+++ Excerpted passage +++

Defining labels / names for dense and sparse features.

In [14]:

dense_names = ['d{}'.format(i) for i in range(attr_dense.shape[1])]
sparse_names = ['s{}'.format(i) for i in range(attr_sparse.shape[1])]

names = dense_names + sparse_names

Below we visualize feature importance scores for five different Ads, color-coded in five different colors that were predicted as Clicked with 0.999 prediction score. X-axis corresponds to the input features and y-axis to the attribution scores. The first 13 features correspond to dense and the last 26 to sparse features. As we can see, the sparse features primarily contribute to Clicked predictions whereas dense, contribute to both Clicked and Non-Clicked predictions.

In [15]:

import matplotlib.pyplot as plt
import pandas as pd

parameters = {'figure.figsize': (20, 6),
              'axes.labelsize': 25,
              'axes.titlesize': 25,
              'xtick.labelsize': 14,
              'ytick.labelsize': 14}

plt.rcParams.update(parameters)

# Sample-based interpretability
def sample_features(idx):
    return torch.cat([attr_dense_above_0999[idx, :], \
                      attr_sparse_above_0999[idx, :, :].sum(axis=1)], axis=0).cpu().detach().numpy()


f0 = sample_features(0)
f1 = sample_features(1)
f2 = sample_features(2)
f3 = sample_features(3)
f4 = sample_features(4)

samples_df = pd.DataFrame(index=dense_names + sparse_names,
                          data={'Sample1': f0,
                                'Sample2': f1,
                                'Sample3': f2,
                                'Sample4': f3,
                                'Sample5': f4,
                          })
ax = samples_df.plot(kind="bar", stacked=True)
plt.xlabel('Input Features', fontsize=20)
plt.ylabel('Attributions', fontsize=20)
plt.title('Feature importances for 5 samples with prediction score > 0.999', pad=20)

plt.show()

A helper function to plot aggregated feature importance.

In [16]:

def plot_fi(fi_scores, title, x_axis='Input Features', \
            x_axis_labels=dense_names + sparse_names, y_axis='Attribution'):
    plt.rcParams["figure.figsize"] = (22,4)

+++

• **What to produce**
According to the feature-importance excerpt, how many of the input features are dense and how many are sparse?

+++ Data provided +++

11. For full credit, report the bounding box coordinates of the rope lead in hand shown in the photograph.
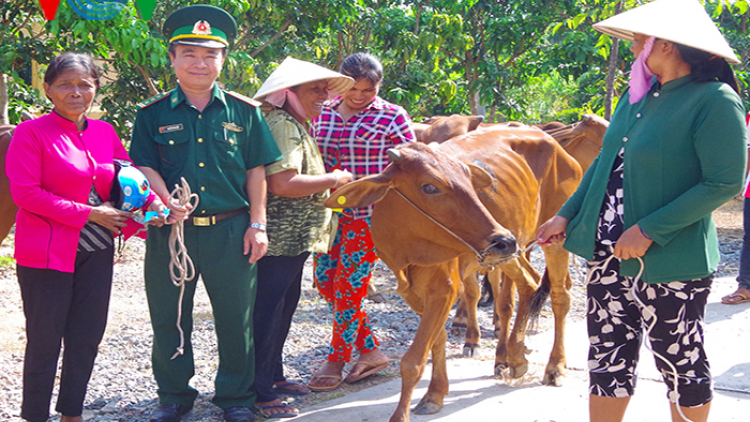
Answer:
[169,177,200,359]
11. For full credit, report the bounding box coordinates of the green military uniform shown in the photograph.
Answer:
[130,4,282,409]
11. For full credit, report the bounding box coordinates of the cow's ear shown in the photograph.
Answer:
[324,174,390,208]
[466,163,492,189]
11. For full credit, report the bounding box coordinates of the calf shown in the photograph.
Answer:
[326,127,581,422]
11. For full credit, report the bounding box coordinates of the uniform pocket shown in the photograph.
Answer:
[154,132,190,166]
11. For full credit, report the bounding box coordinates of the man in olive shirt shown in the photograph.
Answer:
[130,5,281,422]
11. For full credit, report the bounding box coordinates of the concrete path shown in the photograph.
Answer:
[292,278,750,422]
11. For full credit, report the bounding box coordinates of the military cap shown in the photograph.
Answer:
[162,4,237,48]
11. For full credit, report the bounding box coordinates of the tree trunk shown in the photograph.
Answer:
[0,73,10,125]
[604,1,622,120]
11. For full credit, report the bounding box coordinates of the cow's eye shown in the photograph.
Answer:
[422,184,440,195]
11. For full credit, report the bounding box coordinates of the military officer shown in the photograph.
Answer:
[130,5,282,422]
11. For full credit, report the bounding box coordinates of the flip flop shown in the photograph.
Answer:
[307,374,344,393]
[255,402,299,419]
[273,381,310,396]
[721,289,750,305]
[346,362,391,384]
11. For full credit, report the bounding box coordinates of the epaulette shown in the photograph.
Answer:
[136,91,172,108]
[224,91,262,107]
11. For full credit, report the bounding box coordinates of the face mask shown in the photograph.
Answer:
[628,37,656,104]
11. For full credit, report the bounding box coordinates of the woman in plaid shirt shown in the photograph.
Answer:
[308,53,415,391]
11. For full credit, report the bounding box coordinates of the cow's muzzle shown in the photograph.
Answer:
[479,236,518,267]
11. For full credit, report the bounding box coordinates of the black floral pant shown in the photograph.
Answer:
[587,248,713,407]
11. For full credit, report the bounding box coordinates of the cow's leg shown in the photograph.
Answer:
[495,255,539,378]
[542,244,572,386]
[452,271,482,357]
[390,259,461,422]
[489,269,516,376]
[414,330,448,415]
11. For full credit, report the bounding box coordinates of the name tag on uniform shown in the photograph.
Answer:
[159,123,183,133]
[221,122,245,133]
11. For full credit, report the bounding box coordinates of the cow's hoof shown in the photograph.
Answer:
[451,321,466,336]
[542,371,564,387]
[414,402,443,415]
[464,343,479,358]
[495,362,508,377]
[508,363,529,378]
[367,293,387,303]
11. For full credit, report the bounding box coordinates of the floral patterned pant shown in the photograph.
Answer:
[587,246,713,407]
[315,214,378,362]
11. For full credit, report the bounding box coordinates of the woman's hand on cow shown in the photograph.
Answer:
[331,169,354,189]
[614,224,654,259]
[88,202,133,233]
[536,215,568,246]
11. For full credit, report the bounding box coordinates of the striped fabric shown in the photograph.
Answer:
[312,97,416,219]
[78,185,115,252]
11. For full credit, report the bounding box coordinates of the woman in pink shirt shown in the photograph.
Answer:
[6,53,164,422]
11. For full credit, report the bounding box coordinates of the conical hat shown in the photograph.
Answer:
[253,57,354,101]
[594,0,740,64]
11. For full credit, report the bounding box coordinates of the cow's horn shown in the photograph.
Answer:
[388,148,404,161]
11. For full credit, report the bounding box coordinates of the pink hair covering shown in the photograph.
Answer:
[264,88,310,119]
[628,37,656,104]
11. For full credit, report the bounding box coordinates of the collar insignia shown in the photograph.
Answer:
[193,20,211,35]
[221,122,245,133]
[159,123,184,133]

+++

• **Exercise output**
The first 13 features are dense and the last 26 are sparse.